--- TASKS AND EXERCISES ---
**1.** Please copy the passage from the subsequent events note starting with "The Company evaluated" and going on through "Consolidated Financial Statements.".
**2.** According to the subsequent events note, what was the combined original aggregate principal amount of the Notes held by the Investors?

--- TEXT BLOCK ---
• • •

The Company evaluated subsequent events and transactions that occurred after the balance sheet date up to the date that the unaudited Condensed Consolidated Financial Statements were issued. Other than as described below and in Note 3, Business Combination and Note 7, Fair Value of Financial Instruments, the Company did not identify any subsequent events that would have required adjustment or disclosure in the unaudited Condensed Consolidated Financial Statements.

 

Amended ATW Convertible Notes

 

On July 26, 2022, the Company entered into an agreement (the “Amendment”) with FF Aventuras SPV XI, LLC, FF Adventures SPV XVIII LLC, FF Ventures SPV IX LLC and FF Venturas SPV X LLC, entities affiliated with ATW Partners LLC (collectively, the “Investors”), to extend the maturity date, adjust the conversion price and otherwise amend the terms (as described further below) of certain existing convertible promissory notes (the “Notes”) held by the Investors with a combined original aggregate principal amount of approximately $73.9 million. The Notes were issued in 2021 to the Investors pursuant to the Second Amended and Restated Note Purchase Agreement, dated as of October 9, 2020 (as amended from time to time, the “NPA”), among certain subsidiaries of the Company and guarantors party thereto, U.S. Bank National Association, as the notes agent, Birch Lake Fund Management, LP, as the collateral agent, and the note purchasers party thereto.

• • •

--- DATA LINES ---
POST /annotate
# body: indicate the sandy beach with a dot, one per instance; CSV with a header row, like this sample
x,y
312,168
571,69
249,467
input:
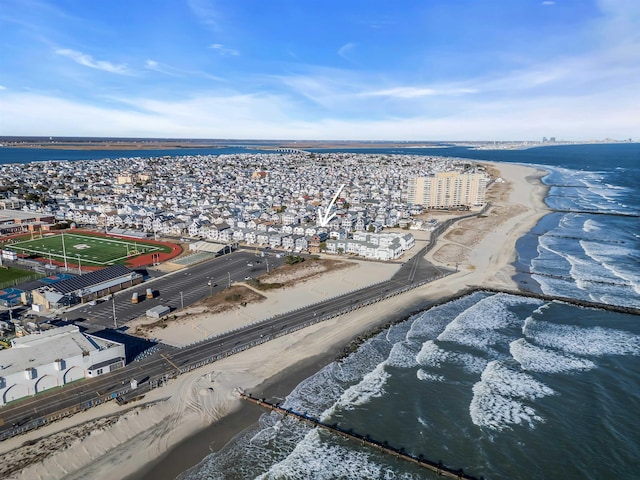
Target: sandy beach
x,y
144,439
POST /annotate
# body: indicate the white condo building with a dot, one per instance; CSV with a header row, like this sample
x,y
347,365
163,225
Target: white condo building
x,y
448,189
38,362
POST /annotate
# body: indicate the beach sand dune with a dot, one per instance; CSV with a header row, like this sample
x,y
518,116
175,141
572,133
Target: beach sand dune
x,y
110,442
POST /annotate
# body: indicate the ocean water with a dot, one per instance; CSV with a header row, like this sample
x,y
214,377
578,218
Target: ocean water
x,y
503,386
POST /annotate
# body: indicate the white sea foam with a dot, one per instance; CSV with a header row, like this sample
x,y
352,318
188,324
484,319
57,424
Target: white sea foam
x,y
479,325
539,359
402,356
594,341
371,386
499,396
431,355
315,458
590,226
432,322
317,392
612,257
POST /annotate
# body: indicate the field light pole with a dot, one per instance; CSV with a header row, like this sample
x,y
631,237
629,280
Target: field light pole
x,y
115,321
64,254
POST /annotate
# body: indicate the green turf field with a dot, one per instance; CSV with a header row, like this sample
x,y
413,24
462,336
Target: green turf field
x,y
87,250
9,274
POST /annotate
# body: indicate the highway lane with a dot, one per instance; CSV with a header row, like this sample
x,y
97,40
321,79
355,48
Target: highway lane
x,y
169,361
175,290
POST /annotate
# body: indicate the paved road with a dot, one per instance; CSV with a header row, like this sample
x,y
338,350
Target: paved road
x,y
168,360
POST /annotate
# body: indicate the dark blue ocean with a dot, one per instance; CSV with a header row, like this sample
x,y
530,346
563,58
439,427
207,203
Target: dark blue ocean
x,y
503,386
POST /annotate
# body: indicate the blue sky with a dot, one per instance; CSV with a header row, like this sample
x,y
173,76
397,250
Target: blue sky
x,y
307,69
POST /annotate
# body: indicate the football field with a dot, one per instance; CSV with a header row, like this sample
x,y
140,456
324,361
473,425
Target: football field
x,y
87,250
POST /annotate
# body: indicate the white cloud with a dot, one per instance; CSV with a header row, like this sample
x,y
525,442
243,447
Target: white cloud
x,y
88,61
161,68
228,114
206,12
415,92
224,51
346,50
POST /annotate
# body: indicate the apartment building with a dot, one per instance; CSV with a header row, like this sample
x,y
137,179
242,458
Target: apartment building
x,y
449,189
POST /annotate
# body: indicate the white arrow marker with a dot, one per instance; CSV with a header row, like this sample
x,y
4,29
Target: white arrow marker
x,y
324,217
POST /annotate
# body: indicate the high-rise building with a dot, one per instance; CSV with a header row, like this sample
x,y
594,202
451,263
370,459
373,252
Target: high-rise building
x,y
449,189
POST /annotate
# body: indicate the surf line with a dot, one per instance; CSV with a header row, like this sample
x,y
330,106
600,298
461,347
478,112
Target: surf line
x,y
436,467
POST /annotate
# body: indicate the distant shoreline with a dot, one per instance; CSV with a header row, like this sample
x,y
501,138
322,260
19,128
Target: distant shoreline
x,y
288,144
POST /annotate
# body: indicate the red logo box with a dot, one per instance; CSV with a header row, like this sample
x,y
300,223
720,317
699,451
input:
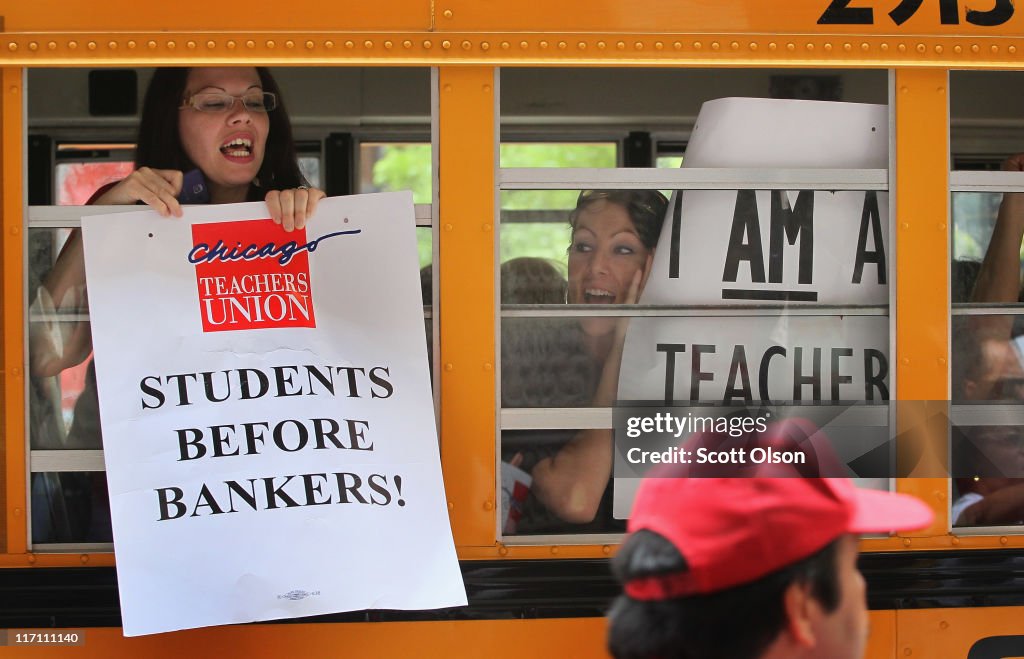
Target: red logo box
x,y
251,275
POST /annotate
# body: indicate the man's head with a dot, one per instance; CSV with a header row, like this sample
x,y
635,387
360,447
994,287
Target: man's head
x,y
749,568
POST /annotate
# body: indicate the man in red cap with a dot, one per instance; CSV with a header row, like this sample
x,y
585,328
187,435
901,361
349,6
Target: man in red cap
x,y
750,568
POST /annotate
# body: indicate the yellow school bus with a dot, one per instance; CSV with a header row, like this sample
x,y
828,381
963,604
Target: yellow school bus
x,y
481,107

• • •

--- FINAL ANSWERS ---
**1.**
The Company evaluated subsequent events and transactions that occurred after the balance sheet date up to the date that the unaudited Condensed Consolidated Financial Statements were issued. Other than as described below and in Note 3, Business Combination and Note 7, Fair Value of Financial Instruments, the Company did not identify any subsequent events that would have required adjustment or disclosure in the unaudited Condensed Consolidated Financial Statements.

**2.** Approximately $73.9 million.